Source extract:
━━━━━━━━━━
A recent article in USA Today commented on the U.S. Census Bureauís tactics for "ensuring" everyone was counted in the next census. With participation in the U.S. Census dropping, the Census Bureau is planning a $168 million campaign that is focused on encouraging minorities to fill out their forms and return them. Ads will be put out in 17 languages across the U.S. encouraging participation in the census, and will promote the fact that being counted will bring federal funds to those communities with minorities.
Participation in the census has seen a steady decline over the last 30 years. In 1970, 78% of households returned their forms. In 1980, 75% returned census forms, and 65% of households returned forms in 1990. The projection for 2000 is 61%. While the U.S. Census Bureau is focusing on counting blacks, hispanics, asians and other ethnic minorities, there appears to be no concern about missing people of Western European descent.
The Supreme Court has made it clear that the Census Bureau cannot use sampling for determining Congressional seats, but sampling is used to determine other things such as the distribution of $185 billion in federal funds for everything from schools and hospitals to highways and mass transit. Partnerships have been struck with 30,000 local governments, civil rights groups, corporations, churches, schools and other community organizations.
Although the Census Bureau is promoting minority participation through the temptation of federal money, this is a prime opportunity for Southerners. If the general U.S. population is going to ignore the census and refuse to participate, then Southerners should make the extra effort to participate.
The Edgefield Journal has been running an ad for a project called Southerner 2000. This is an effort to get all Southerners to declare their Southern heritage on the 2000 census. Several organizations are supporting the cause of Southerner 2000 including the Sons of Confederate Veterans, the League of the South and the Alliance of Southern Parties.
With statistical sampling being used to determine the ethnic make-up of the United States, 50,000 Southerners responding and declaring their Southern "ethnicity" could be extrapolated to become several million. If pro-South organizations promote the idea of acknowledging our Southern background on the 2000 census, this census could be a key year for getting Southerners recognized as a distinct people. Southerners could turn other Americanís complacency into a victory for Dixie.
━━━━━━━━━━
Listed entries:
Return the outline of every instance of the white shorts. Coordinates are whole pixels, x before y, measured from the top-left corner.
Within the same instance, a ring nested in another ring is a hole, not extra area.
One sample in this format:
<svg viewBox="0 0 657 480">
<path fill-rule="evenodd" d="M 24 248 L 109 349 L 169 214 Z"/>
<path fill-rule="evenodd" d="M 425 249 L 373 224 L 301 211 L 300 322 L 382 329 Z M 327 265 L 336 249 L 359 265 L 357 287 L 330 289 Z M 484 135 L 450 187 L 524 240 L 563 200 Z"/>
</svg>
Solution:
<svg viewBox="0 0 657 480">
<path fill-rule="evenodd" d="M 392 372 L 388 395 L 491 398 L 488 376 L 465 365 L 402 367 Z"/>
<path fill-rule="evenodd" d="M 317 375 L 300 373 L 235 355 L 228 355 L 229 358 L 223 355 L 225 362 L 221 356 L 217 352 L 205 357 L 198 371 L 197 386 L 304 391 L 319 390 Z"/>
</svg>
━━━━━━━━━━
From the census article, set down word for word the passage that begins at "The Supreme Court" and stops after "effort to participate.".

The Supreme Court has made it clear that the Census Bureau cannot use sampling for determining Congressional seats, but sampling is used to determine other things such as the distribution of $185 billion in federal funds for everything from schools and hospitals to highways and mass transit. Partnerships have been struck with 30,000 local governments, civil rights groups, corporations, churches, schools and other community organizations.
Although the Census Bureau is promoting minority participation through the temptation of federal money, this is a prime opportunity for Southerners. If the general U.S. population is going to ignore the census and refuse to participate, then Southerners should make the extra effort to participate.